Page excerpt:

========================================

Begonia, "Gryphon" in August of 2013

Begonia, “Gryphon” in August of 2012

Begonia “Gryphon,” a fairly recent introduction to the market, grows quickly into a large, tropical looking plant.

I purchased my first one several years ago in a tiny 4″ pot.  That first summer I planted it up with a Clematis in a medium sized pot and plunked it down in a shady corner of the patio.

It wowed me as few plants will with its prodigious growth that first year.

August 28 2013 garden 037

B. Gryphon in summer 2013, before the deer discovered its leaves are tasty.

B. “Gryphon” is one plant I happily bring  inside over the winter.

But last summer I grew too trusting. 

I put several plants in a shady sitting area in the back,  among ferns where they looked wonderful.

June 23 2012 dusk 010

But they were too accessible.  The Bambis decided they really love munching  B. “Gryphon” leaves, and my plants were ravaged.

And all this while, I never saw a single flower.

This B. Gryphon begins its third season outside.  Re-potted several times now, it has finally bloomed.

This B. Gryphon begins its third season outside. Re-potted several times now, it has finally bloomed in May of 2014.

I had decided the Gryphon must be some sort of rare cultivar of Begonia which remains bloomless…

And then, before I could even move it out of the garage, one of the little Gryphon plants I had kept on life support after the deer attack, and kept alive all winter long, rewarded me with flowers.

May 29 2014 after the rain 007

Imagine that!

And so this little guy was given a new, bigger pot this season, put back into a “safe” spot on the front patio in partial shade, and it is covered in flowers.

Such a beauty!

June 1, 2014 002

If you find B. “Gryphon” at your garden center, know that it is easy to grow in partial shade.  Keep it moist, and feed it from time to time with dilute fish emulsion or with a sprinkle of Osmocote.

I’ve learned that when it grows leggy, it is easy to start new plants form cuttings.

Simply cut off the actively growing stem, about 5″ from the growing tip.  Dip in rooting hormone powder and push it into a pot of moist potting soil.

Within a few weeks it will grow new roots and take off growing.  While you’re waiting, keep the cutting in the shade and keep the soil moist.  It should do just fine in moist soil, without being covered,  while it is generating its new roots.

A B. “Gryphon” may grow from a little cutting to over 2′ high in a single season.  Its leaves can grow as large as a plate.  With beautiful silvery markings, it is gorgeous grown for its foliage alone.

Oh, but B. “Gryphon” has finally bloomed!

========================================

Excerpted records:
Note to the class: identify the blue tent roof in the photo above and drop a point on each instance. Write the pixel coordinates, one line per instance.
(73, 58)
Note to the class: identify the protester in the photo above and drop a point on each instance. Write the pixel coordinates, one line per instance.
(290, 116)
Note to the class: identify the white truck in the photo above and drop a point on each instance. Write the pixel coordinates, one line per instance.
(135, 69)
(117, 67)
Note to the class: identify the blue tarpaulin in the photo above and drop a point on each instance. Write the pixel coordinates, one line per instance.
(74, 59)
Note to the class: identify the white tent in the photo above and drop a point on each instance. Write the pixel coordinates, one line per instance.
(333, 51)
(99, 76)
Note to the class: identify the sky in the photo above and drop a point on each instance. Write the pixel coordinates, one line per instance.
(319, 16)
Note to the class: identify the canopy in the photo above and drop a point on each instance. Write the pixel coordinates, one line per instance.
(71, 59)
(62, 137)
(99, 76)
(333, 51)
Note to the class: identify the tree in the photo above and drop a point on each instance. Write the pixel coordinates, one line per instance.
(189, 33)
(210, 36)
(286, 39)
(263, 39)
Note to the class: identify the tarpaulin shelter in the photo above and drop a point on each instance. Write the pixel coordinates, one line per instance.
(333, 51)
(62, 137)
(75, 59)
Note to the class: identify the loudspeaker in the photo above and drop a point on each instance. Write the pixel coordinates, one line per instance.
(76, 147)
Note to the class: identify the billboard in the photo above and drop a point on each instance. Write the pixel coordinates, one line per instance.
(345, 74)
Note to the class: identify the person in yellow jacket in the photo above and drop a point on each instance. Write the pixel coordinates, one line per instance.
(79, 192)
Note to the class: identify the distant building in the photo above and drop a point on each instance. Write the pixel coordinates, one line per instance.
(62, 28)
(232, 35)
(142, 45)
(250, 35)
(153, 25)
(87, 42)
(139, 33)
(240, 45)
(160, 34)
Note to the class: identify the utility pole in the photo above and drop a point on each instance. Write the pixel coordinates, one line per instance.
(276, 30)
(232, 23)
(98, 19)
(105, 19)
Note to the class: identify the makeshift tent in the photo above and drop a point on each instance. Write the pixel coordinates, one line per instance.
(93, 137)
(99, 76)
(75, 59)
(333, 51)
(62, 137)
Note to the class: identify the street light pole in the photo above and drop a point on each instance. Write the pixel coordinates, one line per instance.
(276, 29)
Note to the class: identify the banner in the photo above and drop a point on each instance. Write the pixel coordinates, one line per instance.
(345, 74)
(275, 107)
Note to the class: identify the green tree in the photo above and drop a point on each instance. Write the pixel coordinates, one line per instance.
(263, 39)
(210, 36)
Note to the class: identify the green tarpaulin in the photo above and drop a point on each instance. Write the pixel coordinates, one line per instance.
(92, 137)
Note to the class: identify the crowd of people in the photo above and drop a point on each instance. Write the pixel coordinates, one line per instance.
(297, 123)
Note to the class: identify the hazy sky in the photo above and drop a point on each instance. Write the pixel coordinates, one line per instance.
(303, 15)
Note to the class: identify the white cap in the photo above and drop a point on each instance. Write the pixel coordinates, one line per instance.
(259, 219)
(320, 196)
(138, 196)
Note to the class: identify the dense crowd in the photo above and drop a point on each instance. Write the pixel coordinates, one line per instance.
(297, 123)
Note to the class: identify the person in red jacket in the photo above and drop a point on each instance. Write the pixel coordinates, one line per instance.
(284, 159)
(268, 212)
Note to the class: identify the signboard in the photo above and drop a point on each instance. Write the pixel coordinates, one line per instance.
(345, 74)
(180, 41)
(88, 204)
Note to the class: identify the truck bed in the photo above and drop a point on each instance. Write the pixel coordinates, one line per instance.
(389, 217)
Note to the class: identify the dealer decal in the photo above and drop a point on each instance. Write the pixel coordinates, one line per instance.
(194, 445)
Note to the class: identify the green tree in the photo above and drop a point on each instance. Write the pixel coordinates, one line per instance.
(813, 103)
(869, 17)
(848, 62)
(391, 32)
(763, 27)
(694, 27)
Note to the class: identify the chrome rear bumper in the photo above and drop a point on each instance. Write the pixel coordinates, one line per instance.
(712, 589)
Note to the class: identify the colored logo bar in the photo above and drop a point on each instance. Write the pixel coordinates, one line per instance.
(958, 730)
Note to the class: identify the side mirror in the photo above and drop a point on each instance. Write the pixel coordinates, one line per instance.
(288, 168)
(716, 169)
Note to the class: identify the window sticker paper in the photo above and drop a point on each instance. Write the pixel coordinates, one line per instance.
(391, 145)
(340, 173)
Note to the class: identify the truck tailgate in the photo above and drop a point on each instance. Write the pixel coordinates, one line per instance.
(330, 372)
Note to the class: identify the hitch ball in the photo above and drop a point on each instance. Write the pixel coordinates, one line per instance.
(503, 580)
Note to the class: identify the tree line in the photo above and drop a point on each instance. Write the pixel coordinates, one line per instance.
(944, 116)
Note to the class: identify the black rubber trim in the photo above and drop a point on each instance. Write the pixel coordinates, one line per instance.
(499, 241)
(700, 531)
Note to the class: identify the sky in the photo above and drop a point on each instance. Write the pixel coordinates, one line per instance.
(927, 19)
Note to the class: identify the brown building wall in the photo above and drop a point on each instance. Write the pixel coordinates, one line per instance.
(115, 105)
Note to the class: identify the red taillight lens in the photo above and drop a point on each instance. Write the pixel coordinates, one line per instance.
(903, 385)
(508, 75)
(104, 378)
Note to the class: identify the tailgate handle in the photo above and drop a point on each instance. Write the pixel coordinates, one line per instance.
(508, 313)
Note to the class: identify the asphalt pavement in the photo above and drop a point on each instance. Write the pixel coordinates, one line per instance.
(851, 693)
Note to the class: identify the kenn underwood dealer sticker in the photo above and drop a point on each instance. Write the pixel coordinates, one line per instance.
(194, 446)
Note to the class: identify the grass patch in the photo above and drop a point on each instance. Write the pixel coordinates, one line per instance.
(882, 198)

========================================

Work instructions:
1 > In the begonia page excerpt, how far from the growing tip should the stem be cut to start a new plant?
2 > Copy the rows again from the one containing "Note to the class: identify the kenn" through the end of the rows, requests included. In the answers, multiply every pixel coordinate by 2.25 and round to a whole number, with halves rounding up. Give only those rows.

Solutions to the problems:
1 > About 5 inches from the growing tip.

2 >
Note to the class: identify the kenn underwood dealer sticker in the photo above and drop a point on each instance. Write the pixel coordinates, one line per instance.
(437, 1004)
Note to the class: identify the grass patch in the photo above and drop a point on each instance. Write the pixel coordinates, one line per instance.
(1985, 446)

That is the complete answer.